## BEGIN DATA LINES
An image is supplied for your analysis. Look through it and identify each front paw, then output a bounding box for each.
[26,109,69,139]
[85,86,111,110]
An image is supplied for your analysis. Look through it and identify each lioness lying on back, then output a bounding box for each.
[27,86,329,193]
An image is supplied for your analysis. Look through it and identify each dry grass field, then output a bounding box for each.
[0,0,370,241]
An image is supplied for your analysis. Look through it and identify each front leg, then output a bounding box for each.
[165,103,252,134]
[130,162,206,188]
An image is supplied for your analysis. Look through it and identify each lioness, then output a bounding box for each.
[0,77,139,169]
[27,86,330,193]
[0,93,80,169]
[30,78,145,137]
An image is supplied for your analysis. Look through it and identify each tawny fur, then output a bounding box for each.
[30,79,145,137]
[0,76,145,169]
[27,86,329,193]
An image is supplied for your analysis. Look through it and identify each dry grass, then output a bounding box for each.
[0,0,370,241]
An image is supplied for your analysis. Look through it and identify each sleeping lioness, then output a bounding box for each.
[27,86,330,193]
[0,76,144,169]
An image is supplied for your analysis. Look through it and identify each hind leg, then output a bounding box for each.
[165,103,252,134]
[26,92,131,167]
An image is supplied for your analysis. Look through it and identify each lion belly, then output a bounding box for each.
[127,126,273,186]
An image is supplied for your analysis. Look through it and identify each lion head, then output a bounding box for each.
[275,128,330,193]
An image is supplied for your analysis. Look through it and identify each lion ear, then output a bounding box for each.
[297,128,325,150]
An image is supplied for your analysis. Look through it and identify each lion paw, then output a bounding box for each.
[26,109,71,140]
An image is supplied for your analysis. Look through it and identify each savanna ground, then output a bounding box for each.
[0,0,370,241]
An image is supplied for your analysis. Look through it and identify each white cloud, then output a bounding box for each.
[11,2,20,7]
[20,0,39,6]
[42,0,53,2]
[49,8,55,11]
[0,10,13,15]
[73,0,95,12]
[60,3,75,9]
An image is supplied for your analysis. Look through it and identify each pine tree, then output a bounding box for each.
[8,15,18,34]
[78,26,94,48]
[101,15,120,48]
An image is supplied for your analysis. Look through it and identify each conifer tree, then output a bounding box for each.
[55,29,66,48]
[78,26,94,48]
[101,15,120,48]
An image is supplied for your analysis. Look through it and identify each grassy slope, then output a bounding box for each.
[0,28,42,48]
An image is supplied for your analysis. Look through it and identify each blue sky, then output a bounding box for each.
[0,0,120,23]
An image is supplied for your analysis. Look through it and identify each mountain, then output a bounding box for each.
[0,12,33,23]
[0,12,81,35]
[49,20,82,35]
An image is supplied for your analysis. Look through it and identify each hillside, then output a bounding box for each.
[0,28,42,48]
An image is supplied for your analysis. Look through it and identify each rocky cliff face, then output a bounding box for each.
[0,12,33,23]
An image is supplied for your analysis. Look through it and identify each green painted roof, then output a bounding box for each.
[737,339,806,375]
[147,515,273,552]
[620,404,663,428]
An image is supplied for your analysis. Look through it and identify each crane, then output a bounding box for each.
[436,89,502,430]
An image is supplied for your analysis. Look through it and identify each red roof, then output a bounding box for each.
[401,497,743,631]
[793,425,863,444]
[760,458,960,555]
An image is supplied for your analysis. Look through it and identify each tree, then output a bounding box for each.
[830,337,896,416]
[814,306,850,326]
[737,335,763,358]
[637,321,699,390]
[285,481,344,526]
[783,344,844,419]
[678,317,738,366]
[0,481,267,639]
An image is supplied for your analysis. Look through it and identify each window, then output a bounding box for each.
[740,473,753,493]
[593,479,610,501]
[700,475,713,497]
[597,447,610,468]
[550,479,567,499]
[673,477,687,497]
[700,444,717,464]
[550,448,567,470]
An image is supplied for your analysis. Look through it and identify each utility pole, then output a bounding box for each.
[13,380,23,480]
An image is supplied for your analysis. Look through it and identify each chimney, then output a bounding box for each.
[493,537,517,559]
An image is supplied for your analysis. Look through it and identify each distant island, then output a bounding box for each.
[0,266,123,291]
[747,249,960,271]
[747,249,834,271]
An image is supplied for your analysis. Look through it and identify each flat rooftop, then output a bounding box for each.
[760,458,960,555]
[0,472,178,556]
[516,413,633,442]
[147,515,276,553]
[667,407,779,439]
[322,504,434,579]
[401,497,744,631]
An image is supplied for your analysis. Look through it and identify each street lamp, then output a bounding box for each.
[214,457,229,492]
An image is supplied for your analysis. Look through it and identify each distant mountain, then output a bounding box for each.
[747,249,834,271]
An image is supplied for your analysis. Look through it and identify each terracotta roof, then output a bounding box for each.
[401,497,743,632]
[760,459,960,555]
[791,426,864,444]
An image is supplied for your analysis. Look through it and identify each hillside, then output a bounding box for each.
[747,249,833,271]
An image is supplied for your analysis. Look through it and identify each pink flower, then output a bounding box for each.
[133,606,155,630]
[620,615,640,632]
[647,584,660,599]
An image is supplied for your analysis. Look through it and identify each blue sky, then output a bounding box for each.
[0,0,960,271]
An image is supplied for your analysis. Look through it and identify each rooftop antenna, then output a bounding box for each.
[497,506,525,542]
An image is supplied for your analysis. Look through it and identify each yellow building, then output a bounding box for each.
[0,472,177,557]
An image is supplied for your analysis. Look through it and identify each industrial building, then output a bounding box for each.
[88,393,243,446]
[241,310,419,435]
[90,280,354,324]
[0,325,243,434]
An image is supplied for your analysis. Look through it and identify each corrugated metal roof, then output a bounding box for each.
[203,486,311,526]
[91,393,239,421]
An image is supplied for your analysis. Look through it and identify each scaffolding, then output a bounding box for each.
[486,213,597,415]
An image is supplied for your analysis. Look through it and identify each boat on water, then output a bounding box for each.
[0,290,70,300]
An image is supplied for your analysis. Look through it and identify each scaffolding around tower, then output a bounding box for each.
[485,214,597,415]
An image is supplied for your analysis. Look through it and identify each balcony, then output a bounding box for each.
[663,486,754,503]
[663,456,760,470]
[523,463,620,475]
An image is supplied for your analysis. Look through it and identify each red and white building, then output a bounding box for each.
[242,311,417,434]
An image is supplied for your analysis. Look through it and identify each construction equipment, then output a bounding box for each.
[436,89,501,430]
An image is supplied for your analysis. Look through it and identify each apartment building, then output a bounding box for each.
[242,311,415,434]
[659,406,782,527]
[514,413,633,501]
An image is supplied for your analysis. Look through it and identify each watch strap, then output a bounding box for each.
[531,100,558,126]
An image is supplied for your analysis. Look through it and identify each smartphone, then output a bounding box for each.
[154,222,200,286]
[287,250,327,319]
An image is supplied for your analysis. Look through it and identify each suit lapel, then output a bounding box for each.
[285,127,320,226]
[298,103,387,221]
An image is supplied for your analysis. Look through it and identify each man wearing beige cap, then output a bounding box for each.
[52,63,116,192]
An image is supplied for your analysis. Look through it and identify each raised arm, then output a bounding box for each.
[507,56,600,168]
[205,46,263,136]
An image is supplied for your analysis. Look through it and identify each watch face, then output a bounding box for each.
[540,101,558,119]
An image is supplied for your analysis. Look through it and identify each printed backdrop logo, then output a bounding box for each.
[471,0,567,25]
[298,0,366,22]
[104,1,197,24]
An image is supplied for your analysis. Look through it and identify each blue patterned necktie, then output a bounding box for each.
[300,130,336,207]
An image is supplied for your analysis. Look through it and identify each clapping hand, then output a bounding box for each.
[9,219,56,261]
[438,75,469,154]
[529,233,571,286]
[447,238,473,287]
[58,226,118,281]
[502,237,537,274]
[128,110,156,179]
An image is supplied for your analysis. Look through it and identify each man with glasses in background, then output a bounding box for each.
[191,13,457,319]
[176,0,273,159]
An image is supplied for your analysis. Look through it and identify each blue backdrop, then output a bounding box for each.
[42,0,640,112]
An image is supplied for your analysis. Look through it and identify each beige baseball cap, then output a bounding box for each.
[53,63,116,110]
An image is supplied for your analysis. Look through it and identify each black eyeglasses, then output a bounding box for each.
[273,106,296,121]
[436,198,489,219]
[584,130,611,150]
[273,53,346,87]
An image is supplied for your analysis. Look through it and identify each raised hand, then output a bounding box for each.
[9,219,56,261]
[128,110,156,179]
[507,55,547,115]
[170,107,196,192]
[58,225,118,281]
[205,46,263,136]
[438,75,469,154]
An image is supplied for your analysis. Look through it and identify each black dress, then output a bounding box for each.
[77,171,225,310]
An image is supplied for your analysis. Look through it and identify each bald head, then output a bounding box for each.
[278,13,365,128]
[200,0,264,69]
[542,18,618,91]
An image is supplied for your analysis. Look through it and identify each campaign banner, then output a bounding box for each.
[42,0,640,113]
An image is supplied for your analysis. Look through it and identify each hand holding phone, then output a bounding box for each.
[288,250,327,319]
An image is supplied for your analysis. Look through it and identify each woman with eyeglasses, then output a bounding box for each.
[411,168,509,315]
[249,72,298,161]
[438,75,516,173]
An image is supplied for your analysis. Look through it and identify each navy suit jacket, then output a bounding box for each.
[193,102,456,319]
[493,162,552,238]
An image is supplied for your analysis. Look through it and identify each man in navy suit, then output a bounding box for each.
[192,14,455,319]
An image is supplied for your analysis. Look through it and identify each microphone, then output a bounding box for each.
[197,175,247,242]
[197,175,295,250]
## END DATA LINES
TASK STATEMENT: Please list every line of the material above that contains the word "front".

RESPONSE:
An image is supplied for your analysis. Look through it and identify each front paw, then output a bounding box for each.
An image is supplied for your analysis. Look through it and identify each front leg, then output a bounding box for each.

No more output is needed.